A run of records
▬▬▬▬▬▬
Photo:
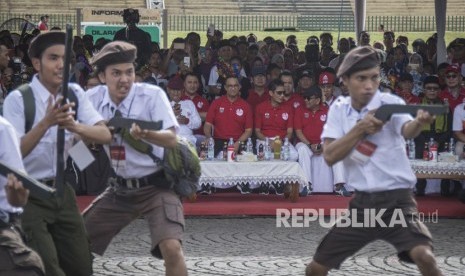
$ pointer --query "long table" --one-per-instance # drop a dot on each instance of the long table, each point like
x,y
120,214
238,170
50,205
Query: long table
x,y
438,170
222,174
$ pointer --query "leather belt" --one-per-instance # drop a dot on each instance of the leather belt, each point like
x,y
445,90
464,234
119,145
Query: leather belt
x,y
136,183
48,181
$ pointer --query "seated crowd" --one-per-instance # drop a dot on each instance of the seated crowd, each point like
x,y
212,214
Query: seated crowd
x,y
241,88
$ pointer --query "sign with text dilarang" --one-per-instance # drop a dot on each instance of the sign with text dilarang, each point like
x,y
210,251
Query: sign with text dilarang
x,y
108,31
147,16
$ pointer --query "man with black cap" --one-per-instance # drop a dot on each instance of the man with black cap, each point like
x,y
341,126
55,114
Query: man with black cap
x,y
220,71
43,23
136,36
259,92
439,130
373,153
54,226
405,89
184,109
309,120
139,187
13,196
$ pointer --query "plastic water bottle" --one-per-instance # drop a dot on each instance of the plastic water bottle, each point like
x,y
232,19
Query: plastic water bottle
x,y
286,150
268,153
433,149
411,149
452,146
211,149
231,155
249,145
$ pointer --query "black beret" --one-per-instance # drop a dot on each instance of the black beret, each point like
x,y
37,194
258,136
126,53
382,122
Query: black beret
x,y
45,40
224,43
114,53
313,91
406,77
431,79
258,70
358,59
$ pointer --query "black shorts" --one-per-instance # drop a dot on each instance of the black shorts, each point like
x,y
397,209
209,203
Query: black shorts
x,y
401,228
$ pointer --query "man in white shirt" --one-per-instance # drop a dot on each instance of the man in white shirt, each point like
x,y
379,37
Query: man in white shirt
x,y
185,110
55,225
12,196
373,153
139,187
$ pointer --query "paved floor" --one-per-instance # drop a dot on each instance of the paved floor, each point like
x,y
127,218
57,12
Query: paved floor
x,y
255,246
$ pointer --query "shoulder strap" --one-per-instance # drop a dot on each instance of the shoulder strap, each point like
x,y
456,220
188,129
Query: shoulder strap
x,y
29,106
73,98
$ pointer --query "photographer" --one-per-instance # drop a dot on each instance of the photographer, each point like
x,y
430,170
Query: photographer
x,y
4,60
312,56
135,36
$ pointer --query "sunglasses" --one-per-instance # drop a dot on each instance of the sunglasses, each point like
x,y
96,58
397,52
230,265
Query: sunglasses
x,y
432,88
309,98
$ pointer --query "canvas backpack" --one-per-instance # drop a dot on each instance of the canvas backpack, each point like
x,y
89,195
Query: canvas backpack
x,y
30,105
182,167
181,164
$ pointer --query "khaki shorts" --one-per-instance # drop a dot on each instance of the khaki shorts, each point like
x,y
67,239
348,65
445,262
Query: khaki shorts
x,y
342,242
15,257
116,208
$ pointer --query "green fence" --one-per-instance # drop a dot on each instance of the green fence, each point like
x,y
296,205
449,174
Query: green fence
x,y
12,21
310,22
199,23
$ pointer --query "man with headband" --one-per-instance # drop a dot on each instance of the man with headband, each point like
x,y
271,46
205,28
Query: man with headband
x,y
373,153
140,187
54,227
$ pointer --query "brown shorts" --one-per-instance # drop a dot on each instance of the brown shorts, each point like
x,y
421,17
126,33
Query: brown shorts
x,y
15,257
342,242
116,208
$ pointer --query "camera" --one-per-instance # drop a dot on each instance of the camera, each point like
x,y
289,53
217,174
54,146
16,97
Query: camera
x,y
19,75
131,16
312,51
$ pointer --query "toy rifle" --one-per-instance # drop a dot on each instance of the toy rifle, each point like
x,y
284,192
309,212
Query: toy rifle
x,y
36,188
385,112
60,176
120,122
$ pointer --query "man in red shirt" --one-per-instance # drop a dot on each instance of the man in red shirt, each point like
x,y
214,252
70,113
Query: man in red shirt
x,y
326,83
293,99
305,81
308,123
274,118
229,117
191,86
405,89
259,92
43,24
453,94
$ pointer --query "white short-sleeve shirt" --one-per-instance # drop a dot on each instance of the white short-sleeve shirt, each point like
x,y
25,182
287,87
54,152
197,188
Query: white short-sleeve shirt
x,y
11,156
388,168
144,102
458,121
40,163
▬▬▬▬▬▬
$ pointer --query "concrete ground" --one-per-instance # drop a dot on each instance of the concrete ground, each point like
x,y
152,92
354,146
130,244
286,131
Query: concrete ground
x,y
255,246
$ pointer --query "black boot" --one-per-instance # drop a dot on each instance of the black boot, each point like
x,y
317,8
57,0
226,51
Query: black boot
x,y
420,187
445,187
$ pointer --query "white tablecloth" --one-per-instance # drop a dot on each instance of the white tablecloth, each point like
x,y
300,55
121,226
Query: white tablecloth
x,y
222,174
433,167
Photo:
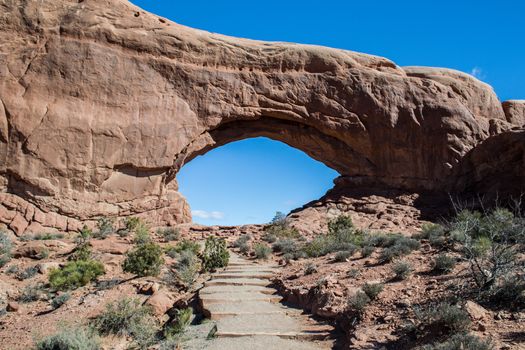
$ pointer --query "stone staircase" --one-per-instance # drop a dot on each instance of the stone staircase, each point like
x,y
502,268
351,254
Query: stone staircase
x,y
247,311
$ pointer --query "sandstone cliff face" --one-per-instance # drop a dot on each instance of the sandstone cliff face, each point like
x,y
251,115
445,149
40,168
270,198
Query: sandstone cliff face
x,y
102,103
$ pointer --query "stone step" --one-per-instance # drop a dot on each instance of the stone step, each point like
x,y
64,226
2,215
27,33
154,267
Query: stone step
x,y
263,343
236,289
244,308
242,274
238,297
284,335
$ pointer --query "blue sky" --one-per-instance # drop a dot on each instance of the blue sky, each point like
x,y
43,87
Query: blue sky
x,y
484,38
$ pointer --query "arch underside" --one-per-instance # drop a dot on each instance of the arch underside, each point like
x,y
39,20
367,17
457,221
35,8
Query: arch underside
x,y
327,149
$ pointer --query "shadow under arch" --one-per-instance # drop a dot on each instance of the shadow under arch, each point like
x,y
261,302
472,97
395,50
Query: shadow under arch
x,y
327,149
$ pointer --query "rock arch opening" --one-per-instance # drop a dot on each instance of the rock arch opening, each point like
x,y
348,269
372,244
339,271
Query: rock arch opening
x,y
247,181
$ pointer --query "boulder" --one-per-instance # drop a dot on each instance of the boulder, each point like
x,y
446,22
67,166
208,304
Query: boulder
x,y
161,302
▬▬▬▬▬▬
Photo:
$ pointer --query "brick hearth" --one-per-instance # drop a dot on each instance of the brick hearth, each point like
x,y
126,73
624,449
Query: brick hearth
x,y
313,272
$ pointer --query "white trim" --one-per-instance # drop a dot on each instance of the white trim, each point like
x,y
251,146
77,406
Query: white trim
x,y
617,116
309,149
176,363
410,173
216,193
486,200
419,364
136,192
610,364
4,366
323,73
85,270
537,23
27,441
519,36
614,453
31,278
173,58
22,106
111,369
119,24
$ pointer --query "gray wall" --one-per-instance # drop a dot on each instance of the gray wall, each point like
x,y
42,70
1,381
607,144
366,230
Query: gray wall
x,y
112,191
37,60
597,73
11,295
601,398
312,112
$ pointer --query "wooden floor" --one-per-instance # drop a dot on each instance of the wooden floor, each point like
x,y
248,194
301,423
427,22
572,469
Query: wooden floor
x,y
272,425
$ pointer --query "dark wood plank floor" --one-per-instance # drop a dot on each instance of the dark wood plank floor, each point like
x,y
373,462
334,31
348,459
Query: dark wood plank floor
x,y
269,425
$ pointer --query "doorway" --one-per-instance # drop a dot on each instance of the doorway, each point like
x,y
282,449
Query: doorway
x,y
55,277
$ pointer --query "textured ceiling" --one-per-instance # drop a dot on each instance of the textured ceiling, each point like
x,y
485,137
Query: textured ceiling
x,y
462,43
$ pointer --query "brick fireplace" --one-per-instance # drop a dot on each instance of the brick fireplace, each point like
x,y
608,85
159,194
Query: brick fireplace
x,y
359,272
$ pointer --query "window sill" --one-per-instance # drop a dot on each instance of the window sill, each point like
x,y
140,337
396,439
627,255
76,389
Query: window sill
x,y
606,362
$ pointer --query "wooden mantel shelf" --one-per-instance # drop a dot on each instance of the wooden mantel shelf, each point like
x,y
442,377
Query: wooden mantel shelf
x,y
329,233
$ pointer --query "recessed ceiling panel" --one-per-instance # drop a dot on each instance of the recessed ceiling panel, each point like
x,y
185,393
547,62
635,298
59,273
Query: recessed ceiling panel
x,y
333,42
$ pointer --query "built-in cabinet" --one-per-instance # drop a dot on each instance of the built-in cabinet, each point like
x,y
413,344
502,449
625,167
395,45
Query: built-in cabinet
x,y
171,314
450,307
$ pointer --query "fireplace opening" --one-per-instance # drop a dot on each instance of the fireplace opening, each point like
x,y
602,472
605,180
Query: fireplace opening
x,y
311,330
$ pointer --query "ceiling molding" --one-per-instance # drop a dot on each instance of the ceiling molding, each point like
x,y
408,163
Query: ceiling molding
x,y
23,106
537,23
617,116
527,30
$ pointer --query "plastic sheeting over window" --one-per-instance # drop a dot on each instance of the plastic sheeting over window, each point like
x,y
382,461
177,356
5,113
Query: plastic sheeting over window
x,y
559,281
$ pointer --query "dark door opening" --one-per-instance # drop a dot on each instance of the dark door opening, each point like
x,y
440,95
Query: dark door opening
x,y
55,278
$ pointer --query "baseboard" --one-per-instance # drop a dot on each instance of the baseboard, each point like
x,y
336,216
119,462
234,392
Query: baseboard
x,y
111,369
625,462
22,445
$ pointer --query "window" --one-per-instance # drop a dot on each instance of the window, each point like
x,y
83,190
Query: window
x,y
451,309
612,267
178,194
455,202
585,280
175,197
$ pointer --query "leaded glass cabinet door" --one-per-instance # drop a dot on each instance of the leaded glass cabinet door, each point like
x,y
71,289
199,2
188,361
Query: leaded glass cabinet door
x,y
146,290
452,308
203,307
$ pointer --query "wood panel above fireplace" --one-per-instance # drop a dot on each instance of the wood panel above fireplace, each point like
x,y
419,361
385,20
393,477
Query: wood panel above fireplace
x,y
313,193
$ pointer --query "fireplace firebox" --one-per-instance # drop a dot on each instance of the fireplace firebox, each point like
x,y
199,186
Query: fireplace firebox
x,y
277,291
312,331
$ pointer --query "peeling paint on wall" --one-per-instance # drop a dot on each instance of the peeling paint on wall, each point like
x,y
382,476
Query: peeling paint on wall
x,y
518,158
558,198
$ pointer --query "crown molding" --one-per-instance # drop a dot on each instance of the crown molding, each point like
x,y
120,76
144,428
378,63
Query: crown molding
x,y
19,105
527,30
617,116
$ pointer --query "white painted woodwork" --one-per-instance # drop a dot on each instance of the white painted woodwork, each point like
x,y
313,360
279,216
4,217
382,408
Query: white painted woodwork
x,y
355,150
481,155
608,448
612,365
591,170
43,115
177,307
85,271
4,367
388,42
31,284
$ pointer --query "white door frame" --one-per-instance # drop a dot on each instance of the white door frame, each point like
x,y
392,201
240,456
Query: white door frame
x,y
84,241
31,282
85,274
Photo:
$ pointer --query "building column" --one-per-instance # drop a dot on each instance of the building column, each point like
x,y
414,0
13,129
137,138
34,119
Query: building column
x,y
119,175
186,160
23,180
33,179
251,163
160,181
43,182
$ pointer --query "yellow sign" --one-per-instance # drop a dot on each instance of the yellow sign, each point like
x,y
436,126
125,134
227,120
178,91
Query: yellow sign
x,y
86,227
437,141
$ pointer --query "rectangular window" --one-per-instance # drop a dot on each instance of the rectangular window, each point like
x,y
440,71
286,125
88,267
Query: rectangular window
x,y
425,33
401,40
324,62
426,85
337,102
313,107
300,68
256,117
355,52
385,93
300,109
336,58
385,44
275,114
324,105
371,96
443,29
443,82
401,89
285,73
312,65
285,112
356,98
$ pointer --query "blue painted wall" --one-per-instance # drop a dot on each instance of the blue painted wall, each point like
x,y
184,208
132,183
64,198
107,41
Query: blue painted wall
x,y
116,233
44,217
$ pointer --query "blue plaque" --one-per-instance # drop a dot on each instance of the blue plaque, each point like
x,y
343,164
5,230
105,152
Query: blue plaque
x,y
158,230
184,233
▬▬▬▬▬▬
How many lines in the records above contain the string "bottle"? Reply with the number alone.

● Finished answer: 2